Problem to work on: Reproduce, from the lines below, exactly the stretch that begins at the line containing "Target: stone wall" and ends at the line containing "Target: white cloud", both included.

Dataset records:
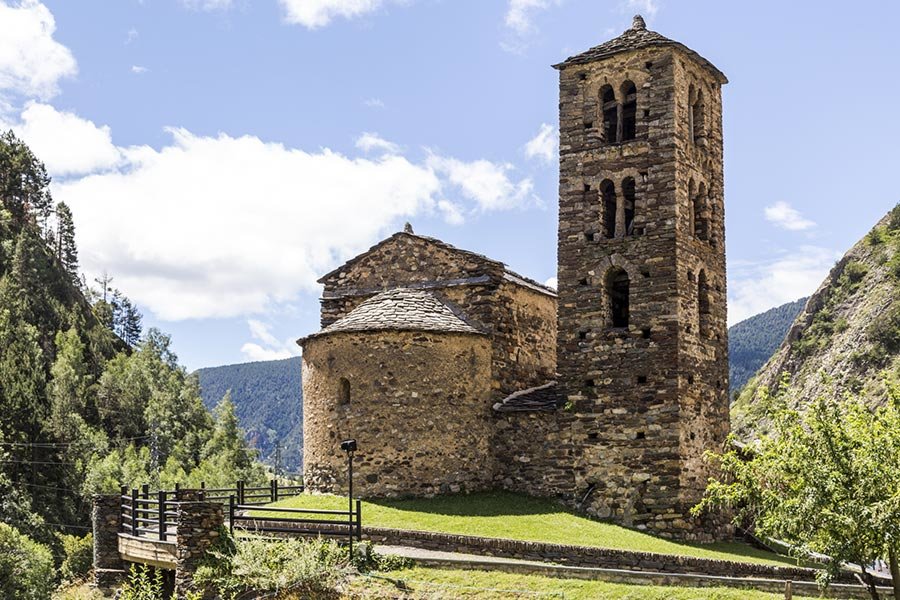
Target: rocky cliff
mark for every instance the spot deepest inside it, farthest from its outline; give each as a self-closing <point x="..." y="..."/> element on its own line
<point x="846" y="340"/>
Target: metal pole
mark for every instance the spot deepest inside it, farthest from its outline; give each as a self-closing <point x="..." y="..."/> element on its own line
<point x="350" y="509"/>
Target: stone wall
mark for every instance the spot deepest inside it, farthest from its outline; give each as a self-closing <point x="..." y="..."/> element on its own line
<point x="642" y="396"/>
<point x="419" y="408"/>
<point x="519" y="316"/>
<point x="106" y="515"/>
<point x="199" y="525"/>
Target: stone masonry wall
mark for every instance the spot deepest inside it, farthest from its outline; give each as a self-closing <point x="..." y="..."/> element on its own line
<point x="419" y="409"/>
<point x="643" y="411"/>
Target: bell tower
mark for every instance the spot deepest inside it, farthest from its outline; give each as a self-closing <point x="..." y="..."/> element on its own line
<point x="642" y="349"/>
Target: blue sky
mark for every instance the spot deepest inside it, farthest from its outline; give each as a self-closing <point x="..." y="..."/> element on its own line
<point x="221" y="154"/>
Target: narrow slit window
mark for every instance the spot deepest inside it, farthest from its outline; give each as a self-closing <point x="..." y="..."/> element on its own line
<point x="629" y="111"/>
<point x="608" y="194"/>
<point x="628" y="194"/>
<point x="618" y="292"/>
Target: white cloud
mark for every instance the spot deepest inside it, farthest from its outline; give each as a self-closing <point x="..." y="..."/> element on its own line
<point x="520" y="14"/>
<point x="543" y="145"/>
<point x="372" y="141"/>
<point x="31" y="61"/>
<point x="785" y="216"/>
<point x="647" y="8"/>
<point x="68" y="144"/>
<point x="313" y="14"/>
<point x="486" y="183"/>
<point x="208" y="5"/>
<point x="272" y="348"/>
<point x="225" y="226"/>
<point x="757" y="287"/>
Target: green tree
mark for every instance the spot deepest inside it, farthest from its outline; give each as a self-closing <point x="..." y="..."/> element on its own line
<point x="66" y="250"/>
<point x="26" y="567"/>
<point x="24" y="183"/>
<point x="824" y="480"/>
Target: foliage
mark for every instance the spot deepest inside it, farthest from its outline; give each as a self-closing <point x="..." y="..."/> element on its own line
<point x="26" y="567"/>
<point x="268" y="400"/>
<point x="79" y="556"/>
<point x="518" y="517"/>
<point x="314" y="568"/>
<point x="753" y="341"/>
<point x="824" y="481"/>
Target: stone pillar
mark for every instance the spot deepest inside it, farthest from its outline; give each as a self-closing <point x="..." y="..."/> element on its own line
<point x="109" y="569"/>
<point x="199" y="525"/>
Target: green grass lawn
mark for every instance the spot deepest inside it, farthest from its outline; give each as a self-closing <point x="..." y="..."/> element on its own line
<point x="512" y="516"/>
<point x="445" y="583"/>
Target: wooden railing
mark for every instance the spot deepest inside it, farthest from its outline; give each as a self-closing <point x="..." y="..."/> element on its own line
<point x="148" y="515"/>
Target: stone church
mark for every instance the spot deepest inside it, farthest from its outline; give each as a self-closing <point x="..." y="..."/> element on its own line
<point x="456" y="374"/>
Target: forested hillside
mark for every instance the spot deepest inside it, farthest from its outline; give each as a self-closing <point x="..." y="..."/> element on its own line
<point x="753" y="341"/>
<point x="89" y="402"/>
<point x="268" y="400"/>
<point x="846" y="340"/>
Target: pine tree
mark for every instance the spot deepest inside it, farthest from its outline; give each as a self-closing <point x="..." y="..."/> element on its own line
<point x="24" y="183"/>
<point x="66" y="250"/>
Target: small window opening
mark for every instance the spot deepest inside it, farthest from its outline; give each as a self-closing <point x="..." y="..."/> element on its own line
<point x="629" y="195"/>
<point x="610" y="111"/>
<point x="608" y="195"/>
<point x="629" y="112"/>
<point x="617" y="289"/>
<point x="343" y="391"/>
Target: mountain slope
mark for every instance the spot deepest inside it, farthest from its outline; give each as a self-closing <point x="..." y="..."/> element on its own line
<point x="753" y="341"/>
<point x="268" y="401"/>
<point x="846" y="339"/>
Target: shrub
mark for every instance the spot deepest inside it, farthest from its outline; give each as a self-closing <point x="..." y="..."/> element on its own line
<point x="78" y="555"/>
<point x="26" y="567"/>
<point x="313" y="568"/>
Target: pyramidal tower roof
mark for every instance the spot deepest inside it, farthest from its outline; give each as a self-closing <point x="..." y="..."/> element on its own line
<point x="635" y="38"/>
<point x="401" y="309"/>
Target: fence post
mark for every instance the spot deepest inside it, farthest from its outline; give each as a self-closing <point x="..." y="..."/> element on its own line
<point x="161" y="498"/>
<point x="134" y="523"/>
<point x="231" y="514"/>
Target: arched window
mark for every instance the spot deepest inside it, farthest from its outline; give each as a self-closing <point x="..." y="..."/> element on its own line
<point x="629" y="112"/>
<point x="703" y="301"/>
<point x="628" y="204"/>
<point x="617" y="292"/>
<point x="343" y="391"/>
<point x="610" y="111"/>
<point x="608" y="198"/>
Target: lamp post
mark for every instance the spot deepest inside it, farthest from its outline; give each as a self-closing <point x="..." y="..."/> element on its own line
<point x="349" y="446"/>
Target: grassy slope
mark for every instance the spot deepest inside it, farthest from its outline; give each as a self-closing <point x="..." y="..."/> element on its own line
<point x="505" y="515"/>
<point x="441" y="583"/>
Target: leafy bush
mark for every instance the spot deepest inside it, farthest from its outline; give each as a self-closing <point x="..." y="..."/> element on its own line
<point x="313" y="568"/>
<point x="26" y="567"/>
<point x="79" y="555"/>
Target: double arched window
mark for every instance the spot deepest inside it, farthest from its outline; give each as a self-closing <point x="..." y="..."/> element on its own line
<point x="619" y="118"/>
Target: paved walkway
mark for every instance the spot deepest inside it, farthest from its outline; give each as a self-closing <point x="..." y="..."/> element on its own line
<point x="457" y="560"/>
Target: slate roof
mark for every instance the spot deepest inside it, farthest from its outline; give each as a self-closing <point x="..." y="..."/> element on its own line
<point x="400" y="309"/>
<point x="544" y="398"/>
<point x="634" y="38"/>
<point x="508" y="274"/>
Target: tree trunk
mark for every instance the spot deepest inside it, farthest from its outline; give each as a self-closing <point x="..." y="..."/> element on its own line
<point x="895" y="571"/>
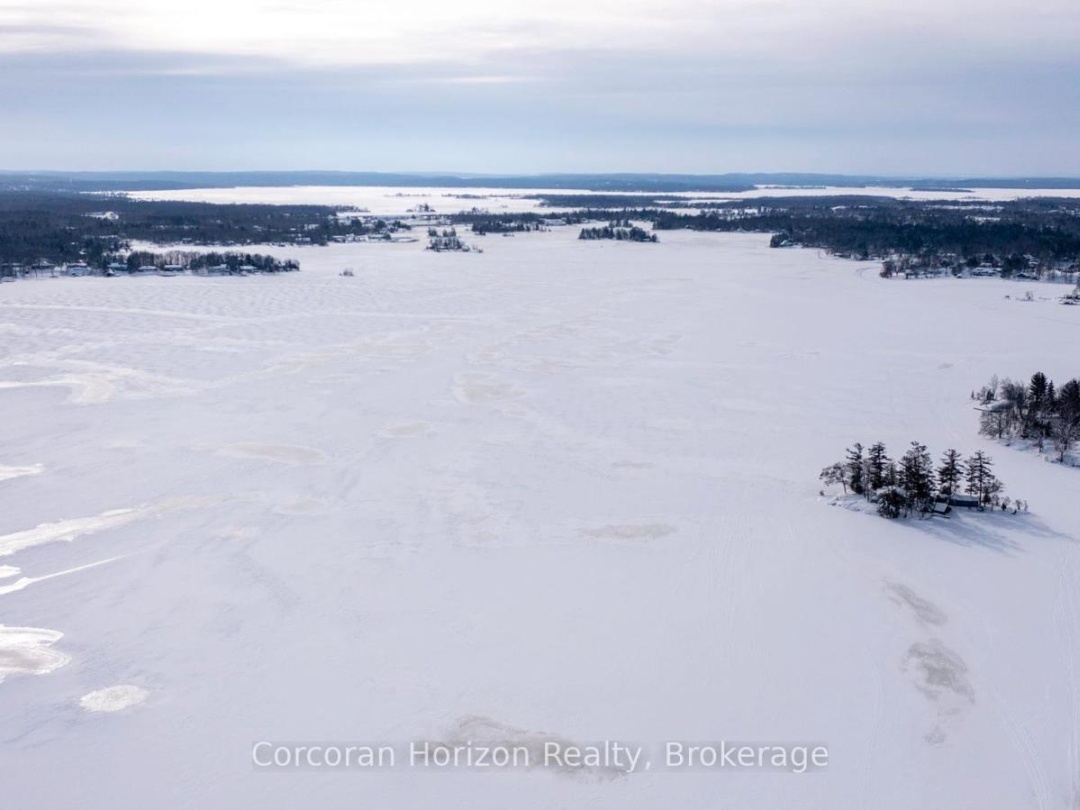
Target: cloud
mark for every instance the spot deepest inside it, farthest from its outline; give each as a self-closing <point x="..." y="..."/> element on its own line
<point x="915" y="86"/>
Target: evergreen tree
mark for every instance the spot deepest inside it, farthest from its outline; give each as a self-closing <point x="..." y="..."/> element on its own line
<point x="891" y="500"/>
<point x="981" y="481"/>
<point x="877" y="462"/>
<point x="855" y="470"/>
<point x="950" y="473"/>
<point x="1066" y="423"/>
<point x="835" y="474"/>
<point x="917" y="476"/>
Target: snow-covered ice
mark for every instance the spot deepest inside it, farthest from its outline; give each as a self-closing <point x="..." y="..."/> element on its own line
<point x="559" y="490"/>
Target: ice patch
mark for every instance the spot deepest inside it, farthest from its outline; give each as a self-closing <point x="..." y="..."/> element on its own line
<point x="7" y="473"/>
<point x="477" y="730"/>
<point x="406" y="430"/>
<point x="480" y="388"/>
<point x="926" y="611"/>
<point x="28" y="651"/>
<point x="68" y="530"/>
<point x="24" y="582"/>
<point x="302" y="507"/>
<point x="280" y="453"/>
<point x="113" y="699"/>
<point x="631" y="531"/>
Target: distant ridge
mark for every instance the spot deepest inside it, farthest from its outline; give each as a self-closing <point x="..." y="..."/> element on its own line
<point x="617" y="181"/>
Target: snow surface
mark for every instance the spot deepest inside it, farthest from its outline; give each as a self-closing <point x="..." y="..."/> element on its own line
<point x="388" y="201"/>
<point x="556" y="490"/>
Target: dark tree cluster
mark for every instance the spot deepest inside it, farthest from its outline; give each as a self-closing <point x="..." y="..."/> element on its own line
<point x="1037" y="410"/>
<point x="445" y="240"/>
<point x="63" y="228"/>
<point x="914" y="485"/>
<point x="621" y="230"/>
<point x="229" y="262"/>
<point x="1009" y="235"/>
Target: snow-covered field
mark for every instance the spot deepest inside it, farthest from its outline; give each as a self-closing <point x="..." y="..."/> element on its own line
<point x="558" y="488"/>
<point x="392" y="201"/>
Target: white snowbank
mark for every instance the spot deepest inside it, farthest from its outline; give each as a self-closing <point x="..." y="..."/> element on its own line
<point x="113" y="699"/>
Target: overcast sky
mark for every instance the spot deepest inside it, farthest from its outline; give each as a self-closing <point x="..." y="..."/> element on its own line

Task solution:
Target: stone wall
mark for every instance the spot deepest inside it, farthest from its outline; give each as a self-closing <point x="..." y="..."/> element on its own line
<point x="642" y="396"/>
<point x="419" y="408"/>
<point x="519" y="316"/>
<point x="106" y="515"/>
<point x="199" y="525"/>
Target: stone masonry wall
mark for every instance the spot deepest inside it, farthest from its outline; give each as a self-closing <point x="..." y="..."/> element on its own line
<point x="419" y="409"/>
<point x="643" y="411"/>
Target: bell tower
mark for every instance the spot deepest inside it, farthest from its outline; give each as a self-closing <point x="..." y="..."/> element on its own line
<point x="642" y="349"/>
Target: blue sky
mark for every instance the spot deepest inside it, farthest from its outline; give each as a self-closing <point x="..." y="..."/> element on its own line
<point x="221" y="154"/>
Target: narrow slit window
mark for every instance the spot deepest inside it, farthest from its outline; give each as a self-closing <point x="..." y="..."/> element on its own line
<point x="629" y="111"/>
<point x="608" y="194"/>
<point x="628" y="194"/>
<point x="618" y="292"/>
Target: white cloud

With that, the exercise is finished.